* [PAGE]
------------------------

7.3.3 Summary statistics for each sample

Notice that the different samples are indexed using the new variable replicate. We can use this to get the proportion of marijuana triers in each sample using the old group_by routine. We will tell R to remember these sample proportions under the name sample_props_mari_size5:

sample_props_mari_size5 <- samples_size5 %>%
    group_by(replicate) %>%
    summarize(stat = mean(Marijuana == "Yes"))

Notice that the proportions calculated from each sample will tend to vary. We can visualize this using a histogram:

sample_props_mari_size5 %>%
    ggplot(aes(x = stat)) +
    geom_histogram(aes(y = ..density..), binwidth = 0.2)

7.3.4 Approximating with a normal distribution

To see whether we can approximate this sampling distribution with a normal distribution, we need to find the mean and standard deviation. Recall, that the standard deviation of a sampling distribution has a special name: the standard error (SE).

Exercise 7.5 First, run this chunk of code so that you’ll have your own sampling distribution to work with (this is just what we ran prior to this exercise):

samples_size5 <- nhanes %>%
    rep_slice_sample(n = 5, reps = 1000)

sample_props_mari_size5 <- samples_size5 %>%
    group_by(replicate) %>%
    summarize(stat = mean(Marijuana == "Yes"))

You should see sample_props_mari_size5 in your R environment. This contains 1000 proportions from 1000 samples of size 5 from the NHANES population.

Now, just like we did above for hours of sleep, play around with different mean and sd settings in the final line of the following chunk until you find a normal distribution that seems to be a good “fit” to the distribution of sample proportions.

sample_props_mari_size5 %>%
    ggplot(aes(x = stat)) +
    geom_histogram(aes(y = ..density..), binwidth = 0.2) +
    stat_function(fun = dnorm, args = list(mean = ___, sd = ___), color = 'darkred')
  1. What values for mean and sd seemed to be best to you?

------------------------

* [INFORMATION GIVEN]
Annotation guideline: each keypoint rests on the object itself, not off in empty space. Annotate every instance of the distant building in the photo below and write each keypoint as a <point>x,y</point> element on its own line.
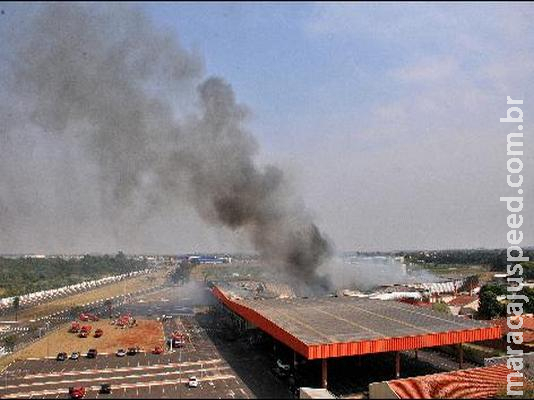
<point>203,259</point>
<point>485,382</point>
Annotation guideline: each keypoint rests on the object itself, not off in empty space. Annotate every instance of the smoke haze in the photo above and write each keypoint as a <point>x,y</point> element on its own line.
<point>108,122</point>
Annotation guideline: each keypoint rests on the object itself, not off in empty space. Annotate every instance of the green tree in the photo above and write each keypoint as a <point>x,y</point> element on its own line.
<point>16,306</point>
<point>490,307</point>
<point>10,342</point>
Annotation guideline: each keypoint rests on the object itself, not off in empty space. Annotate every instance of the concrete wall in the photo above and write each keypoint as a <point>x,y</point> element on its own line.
<point>381,390</point>
<point>313,393</point>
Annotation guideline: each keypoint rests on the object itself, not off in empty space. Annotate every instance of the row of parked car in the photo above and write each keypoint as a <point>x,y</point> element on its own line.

------------------------

* [COMPLETE THE FOLLOWING]
1. Answer the following from the page on sampling distributions:
(a) Under what name will R remember the sample proportions?
(b) What special name does the standard deviation of a sampling distribution have?
(c) How many proportions does sample_props_mari_size5 contain, and what is the size of each sample they come from?
2. Render in Spanish this sentence from the page on sampling distributions: "Notice that the proportions calculated from each sample will tend to vary."
3. Carry on the page on sampling distributions from its final line.

* [FINAL RESULTS]
1.
(a) sample_props_mari_size5
(b) The standard error (SE).
(c) 1000 proportions, from samples of size 5.

2. Observe que las proporciones calculadas a partir de cada muestra tenderán a variar.

3.
  2. Does it seem like the normal distribution is a good “fit” to this sampling distribution? (Hint: what happens to the tails of the normal distribution when you try to fit it to this sampling distribution?)

7.3.5 Larger samples and the central limit theorem

Recall that the central limit theorem says that the normal distribution will probably be a good model if the samples that go into our sampling distribution are sufficiently large (and if each observation in our sample is independent of the others, which is guaranteed by random sampling). If so, then the mean of the sampling distribution should be close to the population proportion \(\pi\) and the standard error should be close to

\[ SE = \sqrt{\frac{\pi \left(1 - \pi \right)}{n}} \]

Let’s see what happens if we use those when we fit our normal distribution to the sampling distribution. Remember that we found the population proportion earlier (it was about \(0.585\)).

Exercise 7.6 Now, run the following chunk of code to generate 1000 samples of size 50, instead of size 5:

samples_size50 <- nhanes %>%
    rep_sample_n(size = 50, reps = 1000)

sample_props_mari_size50 <- samples_size50 %>%
    group_by(replicate) %>%
    summarize(stat = mean(Marijuana == "Yes"))

You should now see sample_props_mari_size50 in your R environment.

sample_props_mari_size50 %>%
    ggplot(aes(x = stat)) +
    geom_histogram(aes(y = ..density..), binwidth = 0.02) +
    stat_function(fun = dnorm, args = list(mean = ___, sd = ___), color = 'darkred')
  1. What is the standard error according to the central limit theorem (remember than the population proportion is \(\pi = 0.585\) and our samples are of size \(n = 50\))?
  2. In the chunk of code above, set the mean to the population proportion (0.585) and the sd to the standard error you found in part [a]. Compare the fit of the normal distribution in this exercise to the one from the previous exercise—does the normal distribution make a better “fit” when we use bigger samples?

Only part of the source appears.